Write out exactly the lines running from the one that contains "player in purple" through the end of the material.

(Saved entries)
%%
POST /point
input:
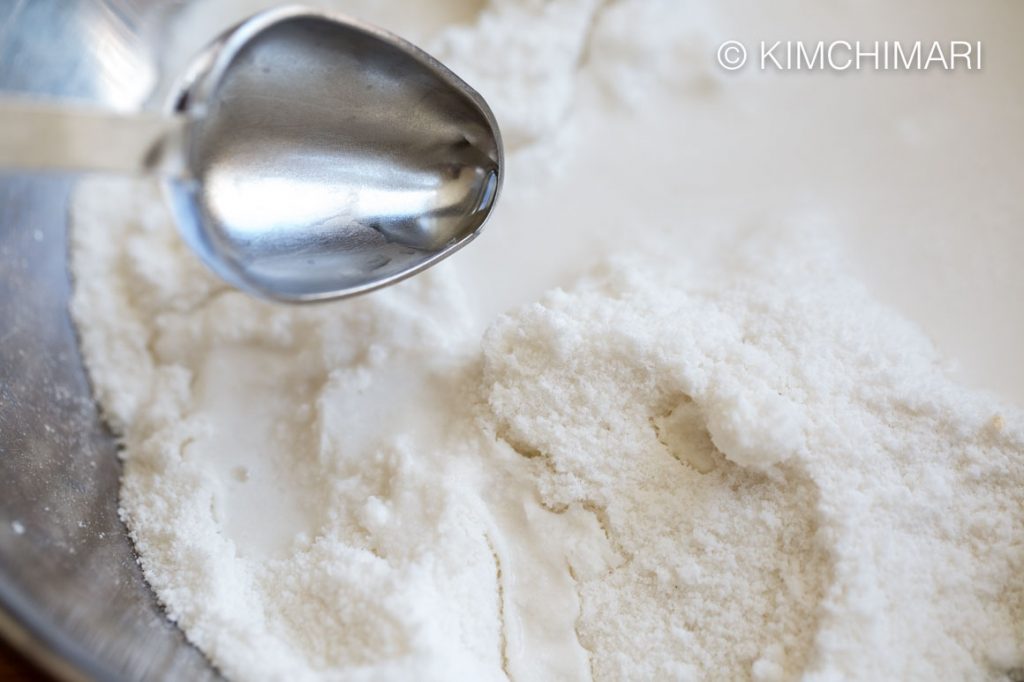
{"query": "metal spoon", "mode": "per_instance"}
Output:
(306, 156)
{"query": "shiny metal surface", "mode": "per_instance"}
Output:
(308, 156)
(71, 593)
(327, 158)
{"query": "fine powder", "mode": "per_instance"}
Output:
(727, 464)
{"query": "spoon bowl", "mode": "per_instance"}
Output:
(325, 158)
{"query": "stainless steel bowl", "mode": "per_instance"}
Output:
(72, 595)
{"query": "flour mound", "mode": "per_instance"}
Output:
(791, 483)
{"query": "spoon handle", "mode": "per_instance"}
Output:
(43, 136)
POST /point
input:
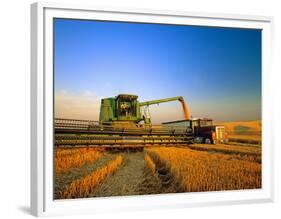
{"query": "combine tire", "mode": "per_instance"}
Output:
(208, 141)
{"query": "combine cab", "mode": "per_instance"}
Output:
(203, 130)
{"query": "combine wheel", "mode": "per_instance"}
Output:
(208, 141)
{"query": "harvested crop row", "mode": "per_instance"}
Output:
(228, 149)
(81, 188)
(66, 159)
(150, 163)
(201, 171)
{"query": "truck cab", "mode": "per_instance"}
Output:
(205, 131)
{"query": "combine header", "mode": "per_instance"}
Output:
(123, 122)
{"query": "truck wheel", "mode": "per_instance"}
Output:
(208, 141)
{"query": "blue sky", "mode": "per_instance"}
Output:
(216, 70)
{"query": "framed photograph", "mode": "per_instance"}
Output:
(136, 109)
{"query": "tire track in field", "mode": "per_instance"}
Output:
(132, 178)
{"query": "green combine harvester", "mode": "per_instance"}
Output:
(123, 122)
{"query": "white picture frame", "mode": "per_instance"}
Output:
(42, 203)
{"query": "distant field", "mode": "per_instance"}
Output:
(244, 131)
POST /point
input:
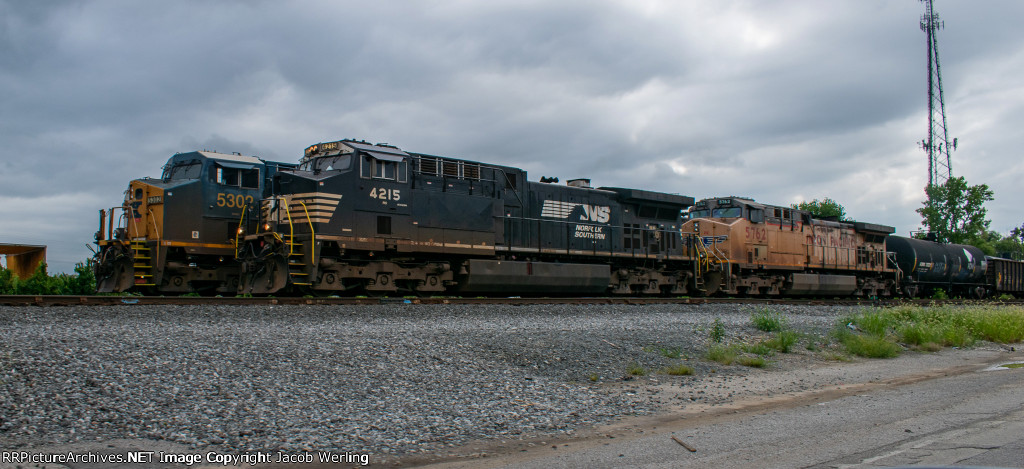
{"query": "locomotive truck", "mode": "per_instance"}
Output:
(374, 219)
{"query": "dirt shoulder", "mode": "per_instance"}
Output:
(793, 380)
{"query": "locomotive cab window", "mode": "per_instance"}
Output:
(244, 177)
(189, 170)
(729, 212)
(383, 167)
(335, 163)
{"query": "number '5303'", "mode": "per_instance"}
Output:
(232, 200)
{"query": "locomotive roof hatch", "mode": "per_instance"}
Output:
(381, 151)
(248, 162)
(872, 227)
(638, 196)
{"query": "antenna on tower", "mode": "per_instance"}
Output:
(937, 144)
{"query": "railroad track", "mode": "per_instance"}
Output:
(115, 300)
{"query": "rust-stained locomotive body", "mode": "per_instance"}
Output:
(373, 219)
(770, 250)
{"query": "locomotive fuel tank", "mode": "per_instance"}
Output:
(928, 262)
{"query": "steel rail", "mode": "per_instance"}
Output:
(117, 300)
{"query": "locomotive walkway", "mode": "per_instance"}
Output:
(114, 300)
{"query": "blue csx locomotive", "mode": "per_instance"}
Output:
(178, 233)
(358, 218)
(374, 219)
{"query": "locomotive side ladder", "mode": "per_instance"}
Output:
(297, 272)
(141, 259)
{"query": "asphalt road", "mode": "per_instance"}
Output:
(964, 414)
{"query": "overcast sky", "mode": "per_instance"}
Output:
(779, 100)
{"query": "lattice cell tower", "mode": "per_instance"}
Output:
(937, 144)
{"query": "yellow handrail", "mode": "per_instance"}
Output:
(312, 235)
(238, 232)
(291, 227)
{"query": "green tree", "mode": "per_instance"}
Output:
(822, 209)
(955, 212)
(38, 284)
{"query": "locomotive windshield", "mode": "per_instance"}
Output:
(183, 170)
(335, 163)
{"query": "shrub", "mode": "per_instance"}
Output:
(671, 352)
(753, 361)
(717, 331)
(760, 348)
(721, 354)
(768, 321)
(783, 341)
(679, 370)
(8, 283)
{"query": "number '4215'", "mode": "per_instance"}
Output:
(385, 194)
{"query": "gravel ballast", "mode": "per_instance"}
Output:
(385, 380)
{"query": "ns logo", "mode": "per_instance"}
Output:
(595, 213)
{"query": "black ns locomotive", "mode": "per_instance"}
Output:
(367, 218)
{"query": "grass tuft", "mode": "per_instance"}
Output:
(636, 370)
(768, 321)
(718, 331)
(721, 354)
(753, 361)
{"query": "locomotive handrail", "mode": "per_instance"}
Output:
(312, 236)
(238, 232)
(153, 219)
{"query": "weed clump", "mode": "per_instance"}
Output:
(721, 354)
(768, 321)
(717, 331)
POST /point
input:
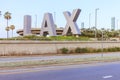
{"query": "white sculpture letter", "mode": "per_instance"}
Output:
(71, 27)
(48, 26)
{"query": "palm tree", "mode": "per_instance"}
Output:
(7, 16)
(7, 29)
(12, 27)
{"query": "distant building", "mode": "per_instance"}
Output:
(113, 23)
(82, 25)
(27, 25)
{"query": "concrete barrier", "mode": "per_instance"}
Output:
(47, 47)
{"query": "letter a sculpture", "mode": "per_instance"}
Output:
(71, 26)
(48, 26)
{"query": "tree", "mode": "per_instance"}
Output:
(12, 27)
(7, 29)
(7, 16)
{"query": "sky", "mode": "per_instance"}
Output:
(19, 8)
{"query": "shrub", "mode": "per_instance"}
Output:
(64, 50)
(78, 50)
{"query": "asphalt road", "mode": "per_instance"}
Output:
(15, 59)
(106, 71)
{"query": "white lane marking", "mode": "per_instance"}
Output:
(109, 76)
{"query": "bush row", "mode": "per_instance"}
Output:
(88, 50)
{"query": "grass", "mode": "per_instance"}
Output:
(57, 61)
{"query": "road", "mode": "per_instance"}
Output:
(107, 71)
(15, 59)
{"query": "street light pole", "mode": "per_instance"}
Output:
(0, 13)
(89, 20)
(96, 20)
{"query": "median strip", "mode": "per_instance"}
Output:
(57, 61)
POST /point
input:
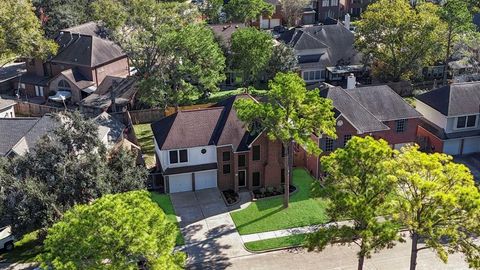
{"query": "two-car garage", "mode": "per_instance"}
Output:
(192, 181)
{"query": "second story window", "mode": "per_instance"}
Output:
(178, 156)
(328, 144)
(466, 121)
(256, 152)
(241, 161)
(401, 125)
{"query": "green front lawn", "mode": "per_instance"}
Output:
(165, 203)
(269, 214)
(145, 139)
(275, 243)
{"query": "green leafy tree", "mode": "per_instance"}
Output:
(358, 187)
(457, 16)
(399, 39)
(123, 231)
(251, 51)
(21, 34)
(438, 203)
(69, 166)
(248, 10)
(283, 59)
(61, 14)
(290, 114)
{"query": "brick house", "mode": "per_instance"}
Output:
(83, 60)
(451, 121)
(375, 111)
(207, 148)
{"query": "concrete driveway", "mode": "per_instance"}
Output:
(208, 229)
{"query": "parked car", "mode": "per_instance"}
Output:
(6, 238)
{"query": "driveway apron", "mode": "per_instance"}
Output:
(208, 229)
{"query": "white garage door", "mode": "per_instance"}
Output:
(451, 147)
(180, 183)
(205, 180)
(471, 145)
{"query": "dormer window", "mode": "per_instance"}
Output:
(466, 121)
(178, 156)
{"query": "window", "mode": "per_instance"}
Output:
(226, 168)
(256, 179)
(256, 152)
(328, 144)
(241, 161)
(64, 86)
(175, 154)
(401, 125)
(226, 156)
(466, 121)
(346, 138)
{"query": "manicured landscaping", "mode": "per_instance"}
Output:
(276, 243)
(165, 203)
(25, 250)
(145, 139)
(269, 214)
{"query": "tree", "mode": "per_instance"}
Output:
(456, 15)
(399, 39)
(290, 114)
(68, 166)
(248, 10)
(21, 35)
(175, 56)
(358, 187)
(195, 65)
(251, 51)
(438, 203)
(293, 10)
(283, 59)
(61, 14)
(123, 231)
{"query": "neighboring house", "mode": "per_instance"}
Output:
(355, 7)
(83, 60)
(451, 119)
(211, 147)
(375, 111)
(7, 109)
(20, 135)
(9, 73)
(325, 53)
(328, 9)
(114, 94)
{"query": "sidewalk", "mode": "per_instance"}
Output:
(286, 232)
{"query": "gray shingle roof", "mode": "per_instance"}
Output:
(384, 103)
(363, 120)
(455, 99)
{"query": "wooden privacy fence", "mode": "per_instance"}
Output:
(146, 116)
(34, 110)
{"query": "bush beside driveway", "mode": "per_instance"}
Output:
(269, 214)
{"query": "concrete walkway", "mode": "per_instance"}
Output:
(286, 232)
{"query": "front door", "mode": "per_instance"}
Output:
(242, 178)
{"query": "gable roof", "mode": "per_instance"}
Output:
(81, 46)
(335, 42)
(217, 125)
(383, 103)
(363, 120)
(454, 99)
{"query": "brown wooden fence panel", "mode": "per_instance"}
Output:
(34, 110)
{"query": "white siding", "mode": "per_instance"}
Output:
(431, 114)
(195, 156)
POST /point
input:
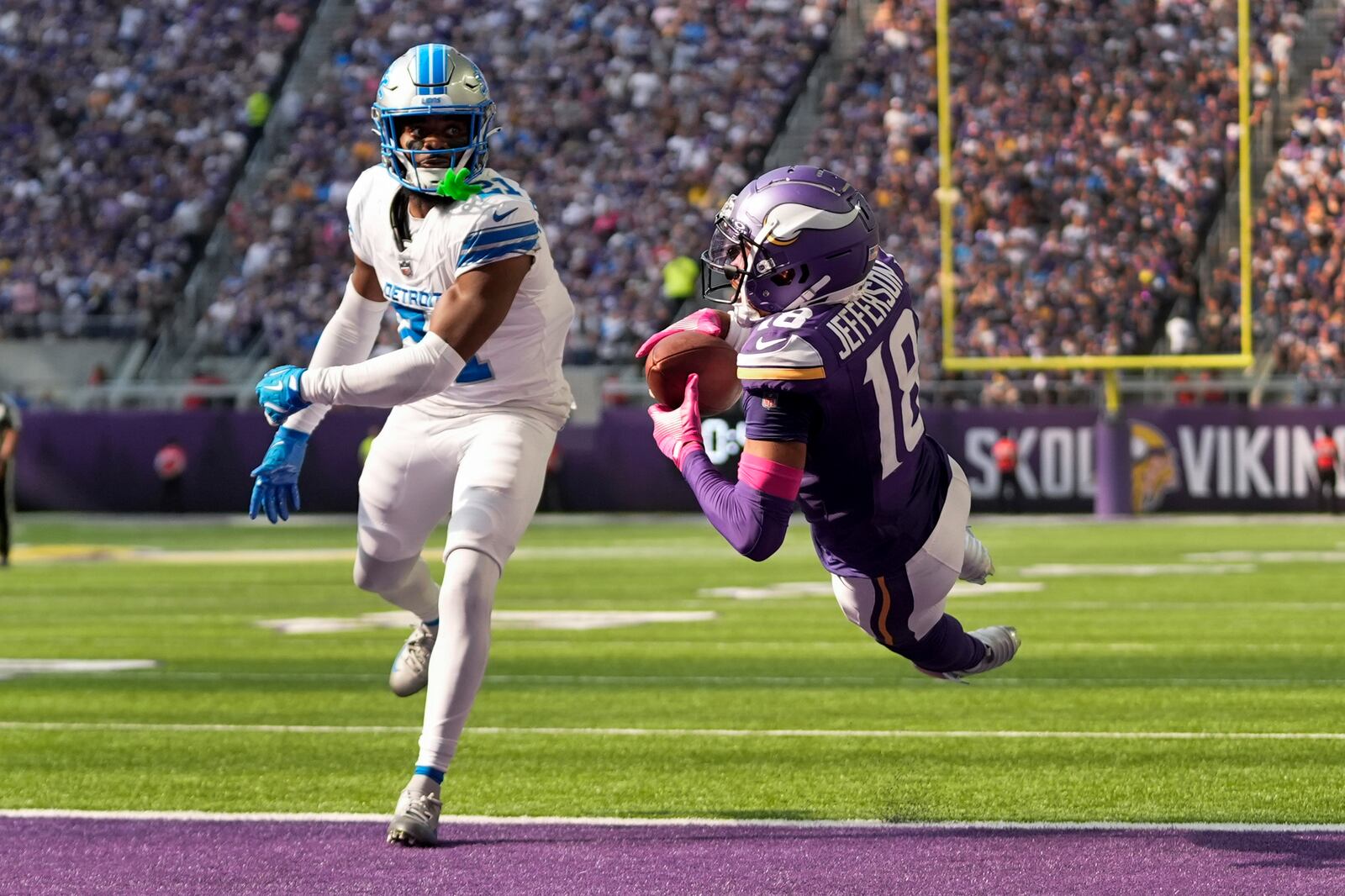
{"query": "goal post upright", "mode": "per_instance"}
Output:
(1113, 440)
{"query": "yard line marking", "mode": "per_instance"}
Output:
(1134, 569)
(501, 619)
(690, 732)
(820, 824)
(13, 667)
(1270, 556)
(794, 589)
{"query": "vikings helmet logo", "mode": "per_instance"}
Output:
(1154, 466)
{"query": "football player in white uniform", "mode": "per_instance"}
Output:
(457, 253)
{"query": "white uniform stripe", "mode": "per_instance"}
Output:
(861, 824)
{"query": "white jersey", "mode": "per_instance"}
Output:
(520, 366)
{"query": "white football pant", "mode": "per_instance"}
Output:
(484, 472)
(905, 607)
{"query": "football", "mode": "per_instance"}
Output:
(683, 354)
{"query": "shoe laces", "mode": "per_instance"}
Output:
(423, 808)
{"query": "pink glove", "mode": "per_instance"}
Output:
(706, 320)
(678, 430)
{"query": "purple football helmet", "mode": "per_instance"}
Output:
(793, 237)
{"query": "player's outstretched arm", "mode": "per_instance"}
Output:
(732, 327)
(753, 513)
(463, 319)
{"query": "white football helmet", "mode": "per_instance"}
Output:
(432, 80)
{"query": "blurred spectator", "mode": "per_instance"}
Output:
(1006, 461)
(123, 134)
(1089, 150)
(170, 466)
(10, 427)
(1328, 459)
(627, 123)
(1000, 392)
(367, 444)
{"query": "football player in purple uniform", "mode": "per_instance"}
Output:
(829, 356)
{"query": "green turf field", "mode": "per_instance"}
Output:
(1246, 643)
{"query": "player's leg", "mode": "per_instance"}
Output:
(407, 488)
(498, 488)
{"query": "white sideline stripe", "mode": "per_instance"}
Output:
(693, 732)
(782, 681)
(1042, 571)
(676, 822)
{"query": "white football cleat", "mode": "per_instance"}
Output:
(975, 561)
(1001, 645)
(416, 820)
(410, 667)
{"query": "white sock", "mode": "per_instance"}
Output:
(457, 665)
(424, 784)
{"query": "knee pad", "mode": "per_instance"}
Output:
(482, 524)
(381, 576)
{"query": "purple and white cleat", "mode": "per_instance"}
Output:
(1001, 645)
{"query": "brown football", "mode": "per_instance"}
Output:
(683, 354)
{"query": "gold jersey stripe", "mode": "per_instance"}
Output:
(782, 373)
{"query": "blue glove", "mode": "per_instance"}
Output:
(279, 393)
(276, 488)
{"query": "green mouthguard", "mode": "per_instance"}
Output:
(455, 185)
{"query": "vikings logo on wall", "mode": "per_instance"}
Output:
(1154, 466)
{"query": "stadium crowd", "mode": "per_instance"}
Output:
(1089, 150)
(124, 129)
(1300, 245)
(627, 124)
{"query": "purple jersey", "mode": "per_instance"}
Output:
(845, 378)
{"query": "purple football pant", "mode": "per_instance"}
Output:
(903, 611)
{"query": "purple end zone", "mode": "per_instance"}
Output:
(119, 856)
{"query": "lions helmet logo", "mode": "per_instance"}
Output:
%%
◆ **SOLUTION TO THIS PROBLEM**
{"query": "football player in purple uniform", "mode": "per_instance"}
Output:
(829, 356)
{"query": "green turf field", "mode": "per_instance"}
Output:
(1246, 643)
{"query": "player's leg", "mode": "per_instance"}
Output:
(407, 488)
(498, 488)
{"query": "white sideline stripe", "mode": "per_instance"}
Output:
(693, 732)
(782, 681)
(1042, 571)
(676, 822)
{"query": "white football cleat", "mode": "per_instance"}
Output:
(975, 561)
(1001, 645)
(416, 820)
(410, 667)
{"query": "white sock", "mode": "per_instance"}
Output:
(457, 665)
(424, 784)
{"query": "knee pad", "mode": "per_instance"}
Output:
(482, 524)
(381, 576)
{"query": "purple and white cleat", "mode": "per_instance"}
Output:
(1001, 645)
{"query": "brown football", "mode": "per_instance"}
Output:
(683, 354)
{"query": "gold jersey stripe", "mode": "per_instance"}
Output:
(782, 373)
{"query": "blue glove", "mode": "per_instance"}
Output:
(279, 393)
(276, 488)
{"query": "green mouthguard", "mode": "per_instance"}
Output:
(455, 185)
{"query": "vikings logo on wall", "mode": "per_instance"}
Output:
(1154, 466)
{"query": "stadium crowd", "mode": "per_instance"}
Output:
(1089, 150)
(124, 129)
(1300, 245)
(627, 124)
{"query": "purple jersey", "mode": "per_instance"}
Output:
(845, 378)
{"query": "purple football pant", "mode": "per_instance"}
Output:
(903, 611)
{"query": "purple end zone", "mode": "per_instance"}
Output:
(119, 856)
{"query": "lions helmet logo", "mode": "per_instance"}
Output:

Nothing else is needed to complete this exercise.